• **Exercise prompt**: Give back each line of the data exactly as it reads, minus the pictures.

Stored data entries:
>>>>
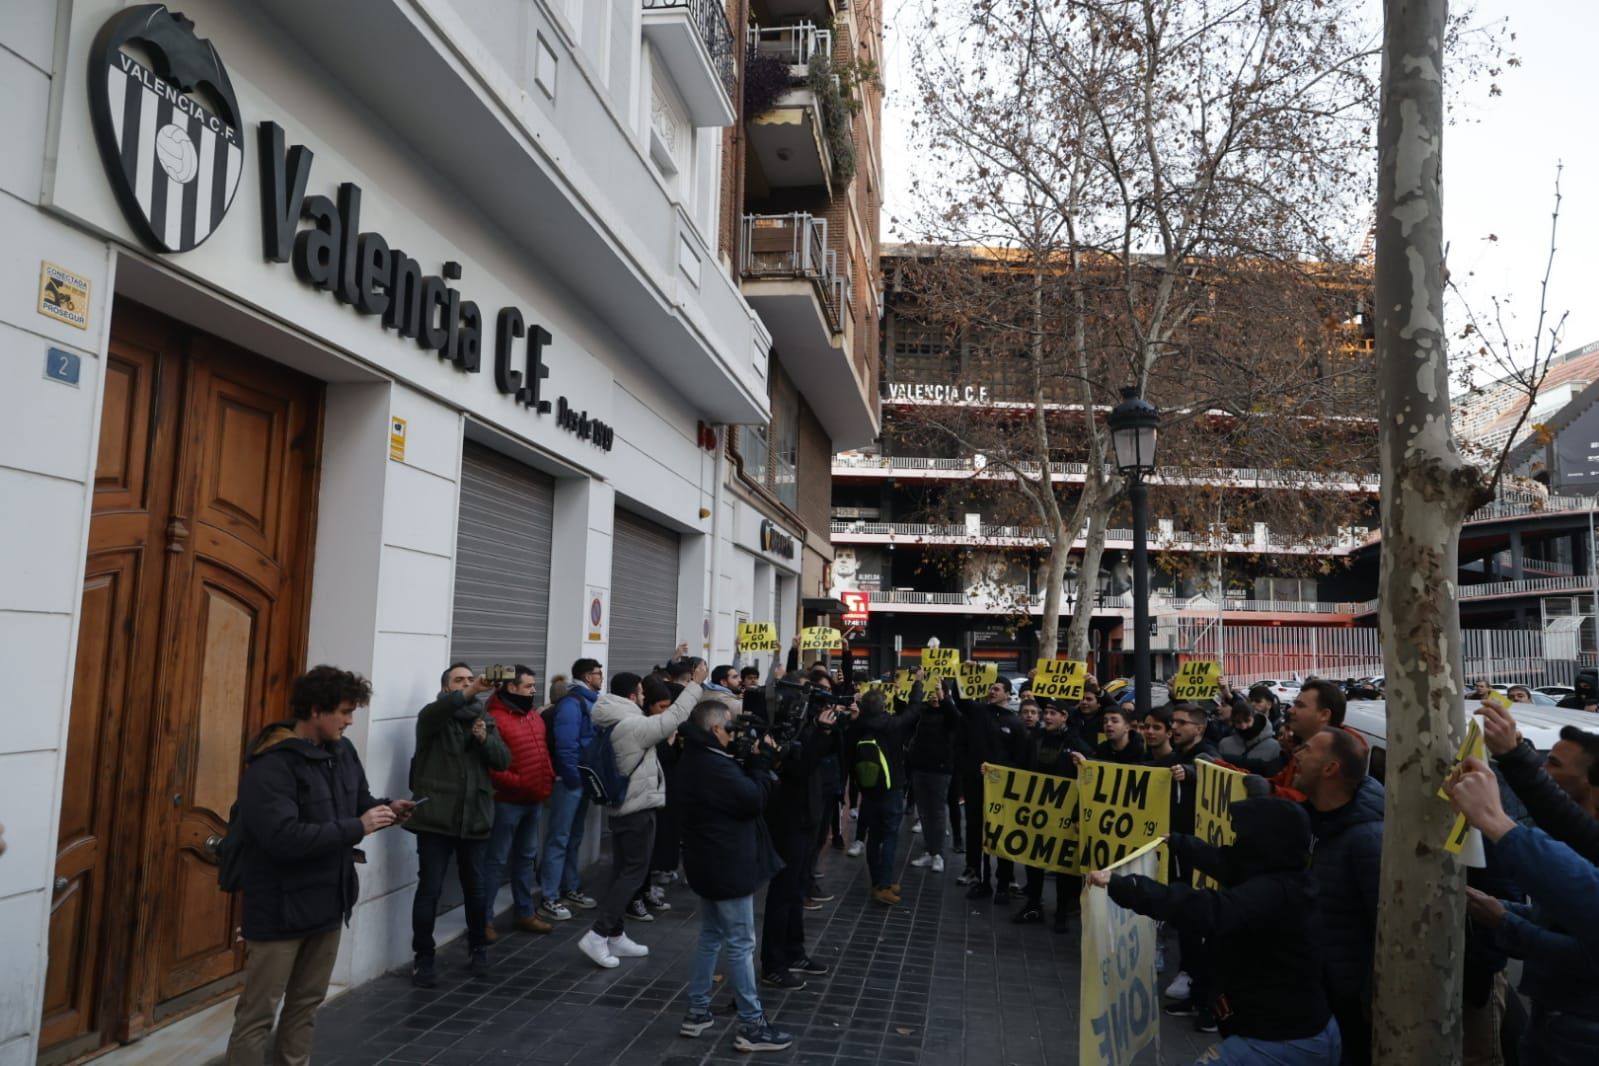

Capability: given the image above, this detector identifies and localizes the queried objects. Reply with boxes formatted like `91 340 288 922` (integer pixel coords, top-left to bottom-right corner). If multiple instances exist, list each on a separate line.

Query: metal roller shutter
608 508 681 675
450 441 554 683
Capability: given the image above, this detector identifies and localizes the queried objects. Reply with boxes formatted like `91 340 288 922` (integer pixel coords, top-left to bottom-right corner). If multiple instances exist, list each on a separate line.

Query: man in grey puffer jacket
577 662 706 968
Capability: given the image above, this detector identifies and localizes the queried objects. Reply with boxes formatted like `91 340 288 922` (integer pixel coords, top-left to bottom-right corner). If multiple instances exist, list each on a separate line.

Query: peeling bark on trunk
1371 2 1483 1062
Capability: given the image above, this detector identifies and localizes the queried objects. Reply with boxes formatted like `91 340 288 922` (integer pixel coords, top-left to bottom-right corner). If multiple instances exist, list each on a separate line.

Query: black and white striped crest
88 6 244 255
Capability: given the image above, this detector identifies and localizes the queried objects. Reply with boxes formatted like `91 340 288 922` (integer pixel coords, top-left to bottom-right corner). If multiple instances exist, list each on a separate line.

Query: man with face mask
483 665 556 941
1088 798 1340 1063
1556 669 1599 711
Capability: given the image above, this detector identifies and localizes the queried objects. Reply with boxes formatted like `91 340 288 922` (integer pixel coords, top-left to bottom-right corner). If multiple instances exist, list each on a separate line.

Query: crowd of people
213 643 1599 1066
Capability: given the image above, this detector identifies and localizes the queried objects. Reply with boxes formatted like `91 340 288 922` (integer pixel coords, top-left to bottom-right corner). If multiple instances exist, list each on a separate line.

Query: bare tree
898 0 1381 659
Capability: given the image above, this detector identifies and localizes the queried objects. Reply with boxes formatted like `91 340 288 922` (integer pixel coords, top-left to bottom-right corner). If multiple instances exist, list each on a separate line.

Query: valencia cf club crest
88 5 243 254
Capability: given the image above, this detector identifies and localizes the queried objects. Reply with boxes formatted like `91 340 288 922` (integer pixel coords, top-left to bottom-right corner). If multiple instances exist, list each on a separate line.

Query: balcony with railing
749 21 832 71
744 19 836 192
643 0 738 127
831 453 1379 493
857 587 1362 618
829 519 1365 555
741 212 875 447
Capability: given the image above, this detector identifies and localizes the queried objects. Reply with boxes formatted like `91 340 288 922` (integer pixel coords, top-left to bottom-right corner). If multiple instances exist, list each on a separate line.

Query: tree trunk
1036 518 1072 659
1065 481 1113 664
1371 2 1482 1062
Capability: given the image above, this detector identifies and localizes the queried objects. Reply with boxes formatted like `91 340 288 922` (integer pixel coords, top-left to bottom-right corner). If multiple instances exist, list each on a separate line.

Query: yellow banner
<<<<
• **Your response**:
Capability: given the image above, this detector identifies and localizes the queried objects. Reply with boxes formatted like `91 340 288 922` (integer pixel coords, top-left to bottom-right corner). If multiple instances exist, list each on a separate line.

Query: metal roller shutter
608 508 681 675
450 441 554 683
Capability: given the image above, this detector identifies and localizes the queried objects. Reply with boxes formatted like `91 340 288 922` (integer pixel coords, top-left to bottom-right corner). If multiple instances exist, list each on a separate line.

Query: man in grey puffer jacket
577 662 706 968
Capability: given the image above, this detector identifies and localizes the queried objects. Reply with boxes formatted like `91 340 288 922` (integer pixel coords, top-left to bottom-right corner). If multiple instances exist, list each on a separate line.

Query: peeling bark on trunk
1371 2 1483 1062
Capability: given the image above, this detector identifies and localizes the queried objects. Reply with boxes formatted like `91 340 288 922` (integer pixel coords, top-left to bottom-right corner). If multiple instances exist, list each on a separate line.

Query: black and white striped crest
88 6 244 255
Capability: given the image above, this detector identifies and localizes the queried objects. Reply with boxes formatted like `91 340 288 922` (integer pixel coords, top-left to bottom-right corner). If multiple instances exist, list each on a separate line.

Query: man with face mask
483 665 556 941
1088 798 1340 1063
1556 669 1599 711
Capability: given the image above, this detector identifies and localizes the queried objects. Reply with boxes formatted like `91 340 288 922` (integer pixel coords, top-left to bottom-right corner). If multiple instances exist, list each on a separate line.

Query: crowd of people
213 643 1599 1066
Capability: given the image above, this detector identifies and localizes the queried objects. Reply with boxes formatted like `91 340 288 922` (integer pixel coords, top-left to bottom-right corner). If multiple instances exist, list each on a separate line.

Query: bare tree
898 0 1381 659
Capability: given the image above, this detector identifies and localizes the queried objects. Reply with boxes formatted like `91 340 288 922` (integer pixel coords, top-left to bottom-right corner). If multiple instances exist, list each on a separate line.

Query: valencia cf club crest
88 5 243 254
Capability: given the image above, this detector identifies and localizes the queried objects. Reply with boxes formatted like `91 340 288 922` (integer pixel coords, top-left to bottom-right corner). If multiple instances exist, list each on a separate line.

Query: balcony with railing
749 21 832 71
744 19 836 192
643 0 738 127
831 453 1379 493
857 587 1362 618
829 519 1365 555
741 212 875 447
Capability: given the image above, this detector identifies and localizes the queried objects. Reply with boxes formatted like `91 340 288 922` (integer pixel coords, top-left to bottom-right corner). If multiple instances exist, list each on a separate line.

Query: tree trunk
1036 518 1072 659
1065 481 1113 664
1371 2 1482 1062
Capability: given the image above, this detector identifies and localizes the queried objects. Reply with boxes formatted like `91 340 288 922` (integer pixel coords, top-left to bottom-right corner). If multiple instances exist, list each on a separate line.

Query: yellow banner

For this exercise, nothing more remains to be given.